## DATASET RECORDS
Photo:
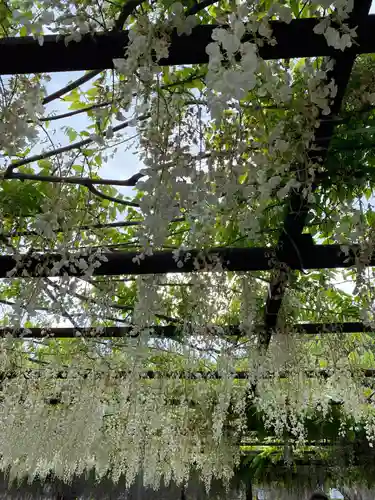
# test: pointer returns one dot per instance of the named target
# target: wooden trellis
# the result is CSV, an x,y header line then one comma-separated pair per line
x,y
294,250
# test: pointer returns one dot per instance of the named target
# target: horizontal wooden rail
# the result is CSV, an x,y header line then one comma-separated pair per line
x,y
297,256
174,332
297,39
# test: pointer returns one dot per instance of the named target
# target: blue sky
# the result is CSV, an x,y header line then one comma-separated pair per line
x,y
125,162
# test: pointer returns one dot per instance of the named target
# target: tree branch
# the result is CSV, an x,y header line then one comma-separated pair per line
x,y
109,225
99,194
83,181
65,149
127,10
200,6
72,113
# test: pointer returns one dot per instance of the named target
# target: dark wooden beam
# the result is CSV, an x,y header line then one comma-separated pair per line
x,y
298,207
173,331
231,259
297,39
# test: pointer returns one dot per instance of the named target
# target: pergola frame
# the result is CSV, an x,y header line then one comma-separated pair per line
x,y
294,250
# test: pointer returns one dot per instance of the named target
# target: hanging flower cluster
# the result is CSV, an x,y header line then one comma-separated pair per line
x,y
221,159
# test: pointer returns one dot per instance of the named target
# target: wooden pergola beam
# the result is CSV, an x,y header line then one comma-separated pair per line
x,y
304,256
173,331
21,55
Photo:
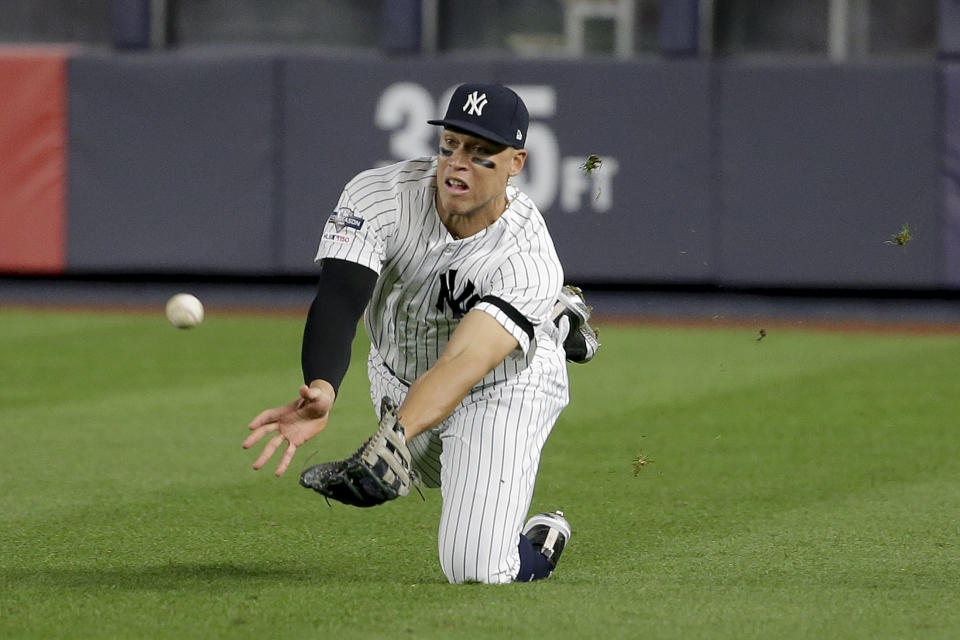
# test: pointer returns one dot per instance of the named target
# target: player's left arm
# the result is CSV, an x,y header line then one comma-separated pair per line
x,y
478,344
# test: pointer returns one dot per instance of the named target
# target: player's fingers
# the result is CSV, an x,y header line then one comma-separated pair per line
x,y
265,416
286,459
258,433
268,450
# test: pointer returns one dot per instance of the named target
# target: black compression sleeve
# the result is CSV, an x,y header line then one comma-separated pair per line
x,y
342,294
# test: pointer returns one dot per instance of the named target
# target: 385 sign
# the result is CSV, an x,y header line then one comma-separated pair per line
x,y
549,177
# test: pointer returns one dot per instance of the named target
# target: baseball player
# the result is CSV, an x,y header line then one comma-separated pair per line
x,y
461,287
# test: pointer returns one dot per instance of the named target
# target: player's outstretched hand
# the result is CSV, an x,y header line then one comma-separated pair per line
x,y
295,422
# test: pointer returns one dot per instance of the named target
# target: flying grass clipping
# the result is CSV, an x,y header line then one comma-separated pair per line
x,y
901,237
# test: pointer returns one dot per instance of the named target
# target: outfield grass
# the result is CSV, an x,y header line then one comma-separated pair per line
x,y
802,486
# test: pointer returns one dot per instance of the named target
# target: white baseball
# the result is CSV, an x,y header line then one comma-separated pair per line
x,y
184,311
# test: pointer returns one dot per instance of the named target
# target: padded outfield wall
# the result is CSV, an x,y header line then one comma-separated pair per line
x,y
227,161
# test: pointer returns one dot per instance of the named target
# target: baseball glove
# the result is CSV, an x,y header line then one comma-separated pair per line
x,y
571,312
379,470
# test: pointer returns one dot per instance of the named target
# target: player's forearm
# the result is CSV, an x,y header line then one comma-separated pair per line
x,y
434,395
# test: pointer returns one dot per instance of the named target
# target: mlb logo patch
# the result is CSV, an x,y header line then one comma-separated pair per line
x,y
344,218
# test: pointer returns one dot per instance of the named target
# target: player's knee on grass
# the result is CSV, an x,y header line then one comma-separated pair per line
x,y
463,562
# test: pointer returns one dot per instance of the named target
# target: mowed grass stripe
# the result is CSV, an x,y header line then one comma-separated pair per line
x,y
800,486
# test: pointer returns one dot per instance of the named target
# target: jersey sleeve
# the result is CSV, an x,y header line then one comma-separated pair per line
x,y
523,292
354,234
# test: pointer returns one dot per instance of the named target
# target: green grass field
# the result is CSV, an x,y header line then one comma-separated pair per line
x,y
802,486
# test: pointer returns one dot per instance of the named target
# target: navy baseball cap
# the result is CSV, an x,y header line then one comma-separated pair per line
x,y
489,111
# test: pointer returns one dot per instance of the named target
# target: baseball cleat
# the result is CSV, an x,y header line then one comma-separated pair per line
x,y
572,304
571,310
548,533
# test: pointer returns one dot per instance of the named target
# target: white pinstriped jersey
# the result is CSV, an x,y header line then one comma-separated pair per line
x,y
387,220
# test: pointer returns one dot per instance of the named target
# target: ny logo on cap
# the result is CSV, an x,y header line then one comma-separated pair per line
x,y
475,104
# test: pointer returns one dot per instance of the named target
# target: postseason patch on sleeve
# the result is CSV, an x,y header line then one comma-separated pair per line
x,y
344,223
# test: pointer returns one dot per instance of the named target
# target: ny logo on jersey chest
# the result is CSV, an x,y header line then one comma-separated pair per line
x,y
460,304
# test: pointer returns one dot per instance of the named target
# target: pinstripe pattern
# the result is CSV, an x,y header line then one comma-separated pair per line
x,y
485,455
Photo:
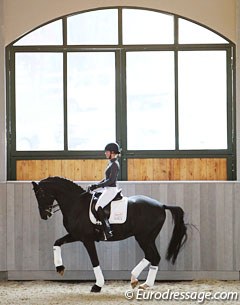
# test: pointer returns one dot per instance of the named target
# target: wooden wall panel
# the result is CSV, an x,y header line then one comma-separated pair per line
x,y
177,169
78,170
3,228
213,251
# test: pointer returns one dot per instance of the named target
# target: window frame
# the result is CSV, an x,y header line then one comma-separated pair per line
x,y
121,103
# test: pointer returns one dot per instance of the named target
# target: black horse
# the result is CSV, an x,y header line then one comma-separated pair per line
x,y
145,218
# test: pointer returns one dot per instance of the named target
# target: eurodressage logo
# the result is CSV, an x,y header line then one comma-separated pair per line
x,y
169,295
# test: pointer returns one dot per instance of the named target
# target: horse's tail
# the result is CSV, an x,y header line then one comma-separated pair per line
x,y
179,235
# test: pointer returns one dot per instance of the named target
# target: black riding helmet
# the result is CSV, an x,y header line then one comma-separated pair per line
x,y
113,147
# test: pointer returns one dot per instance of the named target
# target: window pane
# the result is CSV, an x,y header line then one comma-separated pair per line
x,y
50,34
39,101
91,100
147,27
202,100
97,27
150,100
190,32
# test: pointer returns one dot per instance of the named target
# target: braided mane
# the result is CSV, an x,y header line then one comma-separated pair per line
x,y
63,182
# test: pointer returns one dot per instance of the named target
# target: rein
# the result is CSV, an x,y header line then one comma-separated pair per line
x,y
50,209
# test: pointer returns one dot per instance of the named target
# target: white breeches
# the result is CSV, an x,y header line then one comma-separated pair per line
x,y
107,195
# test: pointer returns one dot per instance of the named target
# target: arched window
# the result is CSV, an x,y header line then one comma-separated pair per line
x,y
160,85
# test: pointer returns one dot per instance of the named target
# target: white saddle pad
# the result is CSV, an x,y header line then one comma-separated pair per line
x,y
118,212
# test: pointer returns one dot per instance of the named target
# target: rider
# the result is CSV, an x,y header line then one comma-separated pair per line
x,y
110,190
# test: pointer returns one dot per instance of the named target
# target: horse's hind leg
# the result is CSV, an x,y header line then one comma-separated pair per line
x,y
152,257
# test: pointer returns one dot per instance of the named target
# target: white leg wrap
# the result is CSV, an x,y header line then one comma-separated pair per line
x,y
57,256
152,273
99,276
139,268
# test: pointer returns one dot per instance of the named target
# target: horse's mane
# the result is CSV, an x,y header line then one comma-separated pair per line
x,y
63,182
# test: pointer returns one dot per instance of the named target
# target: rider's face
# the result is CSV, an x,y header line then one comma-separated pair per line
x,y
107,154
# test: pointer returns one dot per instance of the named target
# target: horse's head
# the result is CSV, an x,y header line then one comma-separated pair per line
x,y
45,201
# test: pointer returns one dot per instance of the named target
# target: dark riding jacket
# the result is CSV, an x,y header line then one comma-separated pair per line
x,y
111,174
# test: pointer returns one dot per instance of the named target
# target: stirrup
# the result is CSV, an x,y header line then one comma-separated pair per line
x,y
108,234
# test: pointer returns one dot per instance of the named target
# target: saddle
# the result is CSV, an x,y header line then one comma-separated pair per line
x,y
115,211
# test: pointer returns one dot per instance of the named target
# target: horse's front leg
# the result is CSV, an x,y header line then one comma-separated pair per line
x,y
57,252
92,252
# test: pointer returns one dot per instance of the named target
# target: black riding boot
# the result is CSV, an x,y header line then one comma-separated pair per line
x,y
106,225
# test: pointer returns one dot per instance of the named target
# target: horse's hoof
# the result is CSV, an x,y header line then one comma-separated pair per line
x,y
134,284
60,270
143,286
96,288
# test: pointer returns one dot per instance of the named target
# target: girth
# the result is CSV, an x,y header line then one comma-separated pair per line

## TASK PROMPT
Leave out any pictures and return exactly the lines from the beginning of the data through the line with "# target: horizontal wooden rail", inclusive.

## RESULT
Photo:
# test: pointer returns one dot per instance of the named target
# target: wooden trellis
# the result is CSV, an x,y header line then one comma-separated pair per line
x,y
294,250
# test: pointer returns one dot per instance of the named target
# target: horizontal wooden rail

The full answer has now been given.